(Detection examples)
■ ■ ■ ■ ■

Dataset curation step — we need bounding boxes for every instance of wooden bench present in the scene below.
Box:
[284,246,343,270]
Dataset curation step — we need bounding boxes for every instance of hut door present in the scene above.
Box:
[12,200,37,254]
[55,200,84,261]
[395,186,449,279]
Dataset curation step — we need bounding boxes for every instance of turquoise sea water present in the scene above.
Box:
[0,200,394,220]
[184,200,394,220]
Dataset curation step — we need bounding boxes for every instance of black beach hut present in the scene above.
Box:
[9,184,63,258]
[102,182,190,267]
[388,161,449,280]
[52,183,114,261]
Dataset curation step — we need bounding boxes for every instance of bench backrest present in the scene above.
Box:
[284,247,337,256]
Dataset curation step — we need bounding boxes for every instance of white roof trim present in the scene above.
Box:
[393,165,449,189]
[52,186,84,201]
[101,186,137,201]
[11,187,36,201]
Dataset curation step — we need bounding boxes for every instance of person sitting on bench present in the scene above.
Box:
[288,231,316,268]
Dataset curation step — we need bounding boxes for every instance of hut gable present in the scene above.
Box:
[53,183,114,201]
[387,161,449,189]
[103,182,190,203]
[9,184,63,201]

■ ■ ■ ■ ■

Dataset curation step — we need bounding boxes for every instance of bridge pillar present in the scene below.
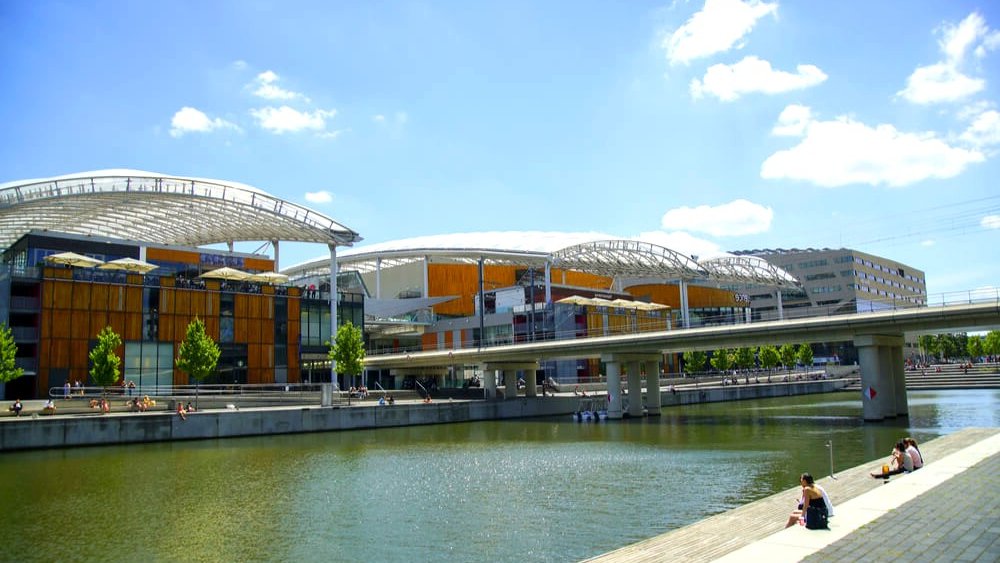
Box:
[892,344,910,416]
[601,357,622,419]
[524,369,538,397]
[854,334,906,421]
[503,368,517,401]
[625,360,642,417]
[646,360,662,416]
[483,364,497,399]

■ ■ ■ ■ ■

* _Task instructions_:
Format the lines from the one containing "trim present in the scene above." through the one containing "[9,184,63,201]" as a JSON list of strings, one string per line, omitting any blank lines.

* _In response_:
[
  "Dataset curation step — we need bounding boxes for every instance of white roof trim present in the scene above.",
  "Box:",
  "[393,165,449,189]",
  "[52,186,84,201]",
  "[101,186,137,201]",
  "[11,187,36,201]",
  "Dataset curation step — we need bounding boxes for every instance of person sitting on bench present in the scene above.",
  "Box:",
  "[288,231,316,268]",
  "Dataset curation step — we need bounding boxes for every instance of hut gable present in the scene above.",
  "Box:",
  "[53,183,114,201]",
  "[387,161,449,189]",
  "[103,182,190,203]",
  "[9,184,63,201]"
]